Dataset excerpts
⟨

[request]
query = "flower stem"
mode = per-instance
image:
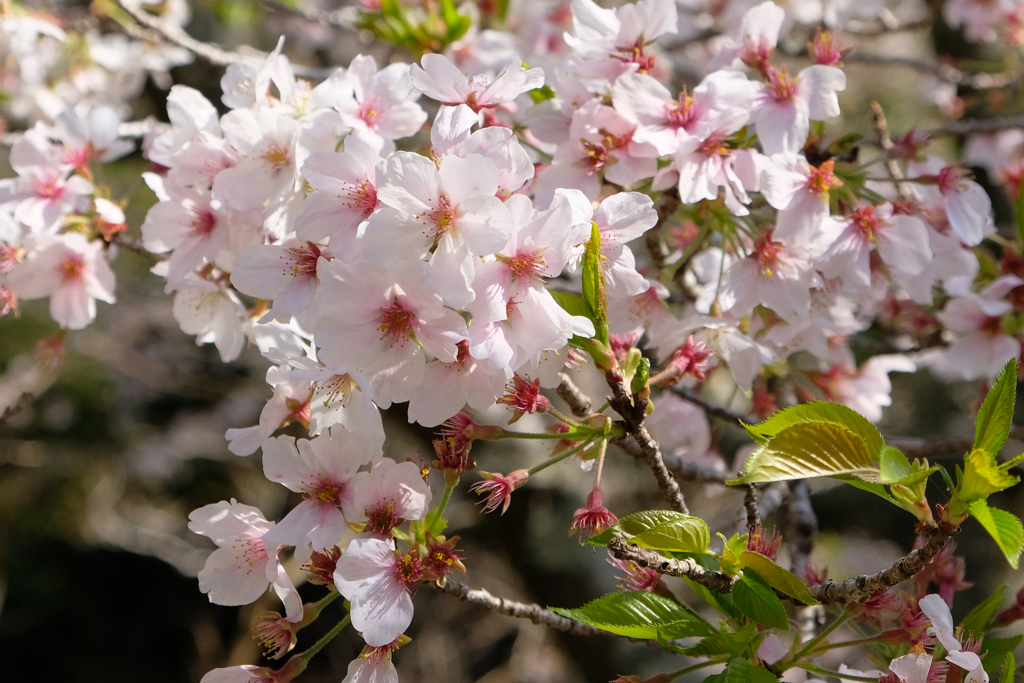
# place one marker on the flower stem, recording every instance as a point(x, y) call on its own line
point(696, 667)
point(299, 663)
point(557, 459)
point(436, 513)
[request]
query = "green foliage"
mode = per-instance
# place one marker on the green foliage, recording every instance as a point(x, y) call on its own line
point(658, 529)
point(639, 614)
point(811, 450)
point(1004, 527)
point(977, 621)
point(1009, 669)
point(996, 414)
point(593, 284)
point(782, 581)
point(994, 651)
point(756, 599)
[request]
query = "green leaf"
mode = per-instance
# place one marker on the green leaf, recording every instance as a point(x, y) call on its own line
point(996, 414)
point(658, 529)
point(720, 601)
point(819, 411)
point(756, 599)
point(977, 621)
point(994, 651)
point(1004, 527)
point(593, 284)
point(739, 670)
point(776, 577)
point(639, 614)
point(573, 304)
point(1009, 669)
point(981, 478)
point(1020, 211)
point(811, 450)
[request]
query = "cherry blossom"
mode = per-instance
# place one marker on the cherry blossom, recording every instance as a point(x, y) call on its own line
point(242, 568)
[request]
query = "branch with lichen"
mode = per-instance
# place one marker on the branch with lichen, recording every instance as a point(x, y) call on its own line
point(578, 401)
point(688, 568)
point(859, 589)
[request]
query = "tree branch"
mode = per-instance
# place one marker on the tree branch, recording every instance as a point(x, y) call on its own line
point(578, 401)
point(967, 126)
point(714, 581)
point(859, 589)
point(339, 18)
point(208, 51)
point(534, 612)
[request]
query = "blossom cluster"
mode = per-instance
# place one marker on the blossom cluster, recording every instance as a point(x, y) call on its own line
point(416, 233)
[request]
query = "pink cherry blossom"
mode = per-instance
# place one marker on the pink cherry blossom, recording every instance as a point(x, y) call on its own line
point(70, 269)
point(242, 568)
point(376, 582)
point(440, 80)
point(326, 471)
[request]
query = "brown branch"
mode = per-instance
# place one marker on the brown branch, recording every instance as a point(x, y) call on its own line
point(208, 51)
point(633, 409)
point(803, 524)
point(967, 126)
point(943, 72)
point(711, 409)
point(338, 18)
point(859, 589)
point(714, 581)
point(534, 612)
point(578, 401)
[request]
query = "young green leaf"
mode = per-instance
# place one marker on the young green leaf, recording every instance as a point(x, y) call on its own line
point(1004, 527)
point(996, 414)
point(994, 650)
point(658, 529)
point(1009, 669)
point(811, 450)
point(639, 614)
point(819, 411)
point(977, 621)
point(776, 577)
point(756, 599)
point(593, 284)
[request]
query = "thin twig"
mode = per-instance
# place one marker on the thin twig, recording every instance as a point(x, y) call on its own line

⟩
⟨

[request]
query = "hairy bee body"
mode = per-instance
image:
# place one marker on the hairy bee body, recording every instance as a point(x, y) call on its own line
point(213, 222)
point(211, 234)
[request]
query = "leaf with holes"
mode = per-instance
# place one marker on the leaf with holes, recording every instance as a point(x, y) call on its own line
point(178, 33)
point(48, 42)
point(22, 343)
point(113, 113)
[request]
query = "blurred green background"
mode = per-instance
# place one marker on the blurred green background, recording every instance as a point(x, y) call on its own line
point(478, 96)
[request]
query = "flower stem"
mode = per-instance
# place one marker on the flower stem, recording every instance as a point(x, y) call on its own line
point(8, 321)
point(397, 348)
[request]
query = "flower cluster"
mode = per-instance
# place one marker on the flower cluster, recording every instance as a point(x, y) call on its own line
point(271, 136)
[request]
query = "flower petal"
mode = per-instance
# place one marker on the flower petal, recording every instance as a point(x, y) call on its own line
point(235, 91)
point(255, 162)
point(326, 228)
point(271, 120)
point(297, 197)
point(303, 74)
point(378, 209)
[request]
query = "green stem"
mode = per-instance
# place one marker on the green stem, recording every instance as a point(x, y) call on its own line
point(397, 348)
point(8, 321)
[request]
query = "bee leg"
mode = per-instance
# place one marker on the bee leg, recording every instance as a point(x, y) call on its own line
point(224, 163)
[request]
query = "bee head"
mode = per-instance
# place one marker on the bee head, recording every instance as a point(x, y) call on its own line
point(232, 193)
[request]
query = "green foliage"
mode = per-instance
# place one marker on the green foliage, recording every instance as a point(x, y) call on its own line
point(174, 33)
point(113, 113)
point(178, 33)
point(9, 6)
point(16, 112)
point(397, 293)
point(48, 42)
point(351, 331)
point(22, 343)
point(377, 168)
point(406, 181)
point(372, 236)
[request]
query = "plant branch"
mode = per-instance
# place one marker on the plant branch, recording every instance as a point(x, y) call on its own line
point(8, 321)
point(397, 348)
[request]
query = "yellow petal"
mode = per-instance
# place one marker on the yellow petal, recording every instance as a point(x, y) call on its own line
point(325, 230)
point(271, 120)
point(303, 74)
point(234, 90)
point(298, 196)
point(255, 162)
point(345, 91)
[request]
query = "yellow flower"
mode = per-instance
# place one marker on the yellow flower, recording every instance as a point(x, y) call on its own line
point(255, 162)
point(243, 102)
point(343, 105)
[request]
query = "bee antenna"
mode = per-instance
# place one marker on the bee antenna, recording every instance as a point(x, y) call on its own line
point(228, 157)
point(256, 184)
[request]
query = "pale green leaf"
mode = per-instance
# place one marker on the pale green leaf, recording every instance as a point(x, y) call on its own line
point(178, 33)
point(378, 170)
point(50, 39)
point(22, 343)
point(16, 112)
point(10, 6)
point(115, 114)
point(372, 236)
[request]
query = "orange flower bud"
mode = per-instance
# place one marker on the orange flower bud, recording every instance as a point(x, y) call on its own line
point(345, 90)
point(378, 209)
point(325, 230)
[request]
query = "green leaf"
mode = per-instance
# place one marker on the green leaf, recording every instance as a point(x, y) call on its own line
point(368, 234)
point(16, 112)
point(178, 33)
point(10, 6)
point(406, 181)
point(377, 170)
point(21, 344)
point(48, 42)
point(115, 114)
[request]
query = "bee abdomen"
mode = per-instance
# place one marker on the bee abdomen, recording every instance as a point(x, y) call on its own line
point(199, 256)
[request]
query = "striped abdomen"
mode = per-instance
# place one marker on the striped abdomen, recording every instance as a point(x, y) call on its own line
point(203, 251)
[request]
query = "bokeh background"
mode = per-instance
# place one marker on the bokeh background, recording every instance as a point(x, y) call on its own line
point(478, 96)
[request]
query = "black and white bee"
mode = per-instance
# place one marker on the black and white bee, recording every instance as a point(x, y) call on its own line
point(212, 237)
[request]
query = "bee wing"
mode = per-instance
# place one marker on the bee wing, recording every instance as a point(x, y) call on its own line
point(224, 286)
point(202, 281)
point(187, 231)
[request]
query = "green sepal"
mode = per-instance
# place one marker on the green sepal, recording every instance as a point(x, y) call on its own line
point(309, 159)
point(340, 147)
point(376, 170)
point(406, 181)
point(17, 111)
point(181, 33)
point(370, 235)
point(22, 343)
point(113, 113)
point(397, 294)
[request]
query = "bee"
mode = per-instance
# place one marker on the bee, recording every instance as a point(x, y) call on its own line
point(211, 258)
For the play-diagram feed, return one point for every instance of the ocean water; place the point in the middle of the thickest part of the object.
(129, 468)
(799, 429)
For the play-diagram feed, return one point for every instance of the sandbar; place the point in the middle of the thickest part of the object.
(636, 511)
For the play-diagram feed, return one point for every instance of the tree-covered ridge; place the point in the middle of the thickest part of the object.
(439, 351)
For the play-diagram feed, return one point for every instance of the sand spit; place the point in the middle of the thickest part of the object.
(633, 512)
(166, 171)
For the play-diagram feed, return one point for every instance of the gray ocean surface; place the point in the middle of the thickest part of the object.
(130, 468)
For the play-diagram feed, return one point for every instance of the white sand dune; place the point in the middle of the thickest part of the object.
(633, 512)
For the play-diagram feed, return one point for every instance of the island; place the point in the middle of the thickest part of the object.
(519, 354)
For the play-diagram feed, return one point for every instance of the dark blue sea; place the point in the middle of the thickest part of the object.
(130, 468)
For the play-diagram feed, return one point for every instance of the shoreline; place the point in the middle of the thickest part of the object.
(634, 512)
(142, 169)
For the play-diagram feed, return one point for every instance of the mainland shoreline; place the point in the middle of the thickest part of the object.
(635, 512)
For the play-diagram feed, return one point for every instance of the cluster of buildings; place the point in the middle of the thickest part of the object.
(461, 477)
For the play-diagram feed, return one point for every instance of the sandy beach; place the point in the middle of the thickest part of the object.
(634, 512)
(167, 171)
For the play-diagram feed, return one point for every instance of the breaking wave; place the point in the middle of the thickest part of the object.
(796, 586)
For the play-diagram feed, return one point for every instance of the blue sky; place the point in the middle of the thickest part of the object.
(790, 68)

⟩
⟨

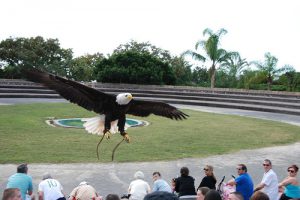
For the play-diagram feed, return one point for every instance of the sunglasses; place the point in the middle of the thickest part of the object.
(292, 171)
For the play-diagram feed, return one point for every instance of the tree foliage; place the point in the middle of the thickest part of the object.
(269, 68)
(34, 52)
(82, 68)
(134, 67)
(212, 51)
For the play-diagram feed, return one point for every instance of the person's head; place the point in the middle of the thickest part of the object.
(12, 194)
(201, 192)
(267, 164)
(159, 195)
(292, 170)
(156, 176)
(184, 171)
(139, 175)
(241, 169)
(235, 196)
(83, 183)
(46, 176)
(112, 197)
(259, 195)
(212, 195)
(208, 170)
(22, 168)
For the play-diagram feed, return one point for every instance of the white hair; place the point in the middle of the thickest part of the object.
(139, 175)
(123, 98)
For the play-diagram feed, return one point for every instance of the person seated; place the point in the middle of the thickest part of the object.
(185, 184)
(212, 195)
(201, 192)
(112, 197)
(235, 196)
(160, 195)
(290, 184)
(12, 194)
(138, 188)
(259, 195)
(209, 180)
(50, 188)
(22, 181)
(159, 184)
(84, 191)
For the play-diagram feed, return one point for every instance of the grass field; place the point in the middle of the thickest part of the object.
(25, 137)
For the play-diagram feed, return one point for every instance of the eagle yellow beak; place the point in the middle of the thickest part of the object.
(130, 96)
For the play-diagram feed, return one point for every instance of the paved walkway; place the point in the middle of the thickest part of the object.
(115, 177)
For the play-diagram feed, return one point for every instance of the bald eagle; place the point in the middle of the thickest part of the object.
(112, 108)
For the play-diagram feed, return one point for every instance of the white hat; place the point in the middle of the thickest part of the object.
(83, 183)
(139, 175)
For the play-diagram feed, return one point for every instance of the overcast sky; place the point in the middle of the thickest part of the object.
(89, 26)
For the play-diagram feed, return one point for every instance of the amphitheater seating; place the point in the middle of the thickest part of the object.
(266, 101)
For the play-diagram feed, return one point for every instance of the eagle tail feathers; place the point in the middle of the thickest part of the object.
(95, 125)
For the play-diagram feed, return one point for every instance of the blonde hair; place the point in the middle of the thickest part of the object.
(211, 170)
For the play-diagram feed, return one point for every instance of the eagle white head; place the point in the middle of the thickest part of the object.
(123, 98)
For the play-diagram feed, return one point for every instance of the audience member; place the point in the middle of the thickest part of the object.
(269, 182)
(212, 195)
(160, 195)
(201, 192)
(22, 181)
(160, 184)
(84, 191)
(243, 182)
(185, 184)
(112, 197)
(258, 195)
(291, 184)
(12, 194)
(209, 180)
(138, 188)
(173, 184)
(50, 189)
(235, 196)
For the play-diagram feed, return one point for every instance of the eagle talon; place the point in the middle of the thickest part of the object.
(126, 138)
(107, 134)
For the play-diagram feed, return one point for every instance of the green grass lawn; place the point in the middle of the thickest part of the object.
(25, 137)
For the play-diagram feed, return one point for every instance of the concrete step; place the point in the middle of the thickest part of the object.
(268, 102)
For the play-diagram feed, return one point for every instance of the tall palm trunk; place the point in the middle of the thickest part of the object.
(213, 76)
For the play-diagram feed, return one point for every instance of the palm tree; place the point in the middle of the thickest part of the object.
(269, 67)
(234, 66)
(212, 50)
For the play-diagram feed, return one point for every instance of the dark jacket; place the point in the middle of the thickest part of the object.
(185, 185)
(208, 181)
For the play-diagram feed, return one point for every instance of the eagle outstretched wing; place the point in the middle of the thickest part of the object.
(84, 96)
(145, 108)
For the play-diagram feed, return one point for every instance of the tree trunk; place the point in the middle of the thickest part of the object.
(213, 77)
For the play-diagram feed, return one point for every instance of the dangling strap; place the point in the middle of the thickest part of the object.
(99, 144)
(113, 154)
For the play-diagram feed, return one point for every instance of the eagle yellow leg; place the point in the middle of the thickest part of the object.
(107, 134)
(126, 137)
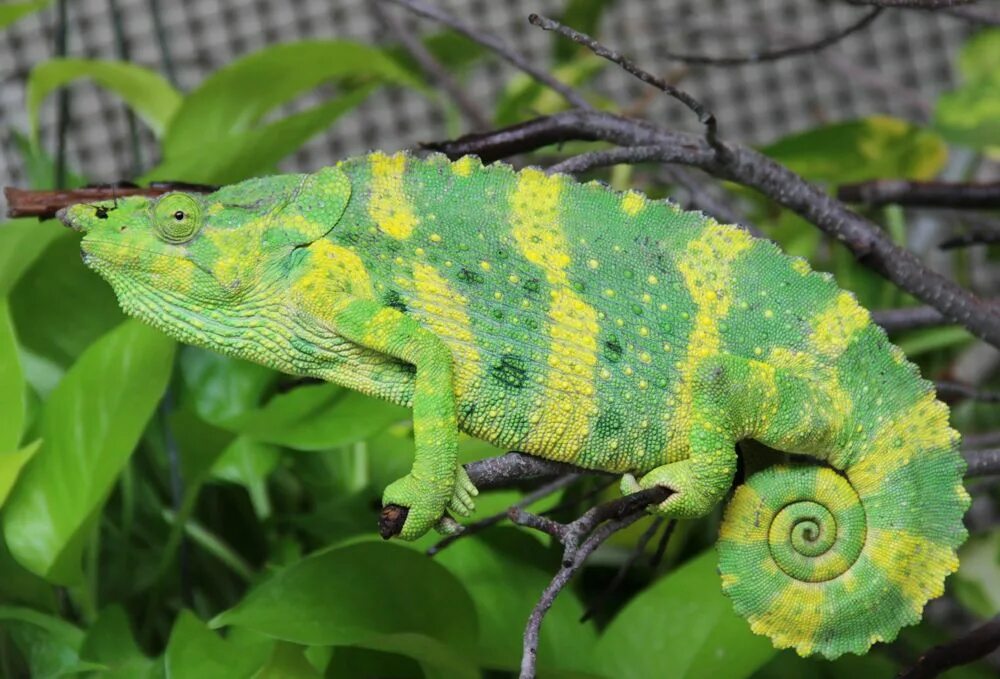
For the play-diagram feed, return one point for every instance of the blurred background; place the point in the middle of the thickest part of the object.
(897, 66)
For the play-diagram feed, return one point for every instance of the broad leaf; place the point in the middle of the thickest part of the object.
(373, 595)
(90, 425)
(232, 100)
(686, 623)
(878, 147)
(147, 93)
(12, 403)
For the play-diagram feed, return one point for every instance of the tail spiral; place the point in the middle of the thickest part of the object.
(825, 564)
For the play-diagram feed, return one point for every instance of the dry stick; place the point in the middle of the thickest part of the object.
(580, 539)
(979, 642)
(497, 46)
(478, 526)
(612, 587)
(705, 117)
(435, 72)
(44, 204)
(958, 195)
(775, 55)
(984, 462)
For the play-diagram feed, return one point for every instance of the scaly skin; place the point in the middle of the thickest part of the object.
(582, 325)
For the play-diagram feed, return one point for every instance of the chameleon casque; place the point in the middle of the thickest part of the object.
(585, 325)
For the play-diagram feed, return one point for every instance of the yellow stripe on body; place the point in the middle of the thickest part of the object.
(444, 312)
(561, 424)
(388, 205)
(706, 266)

⟩

[EXERCISE] Every line above that holds "thin" should be copied out.

[YOUR RESPONSE]
query = "thin twig"
# place one marker on the thin twig, recording every instance as a point(x, y) call on its own line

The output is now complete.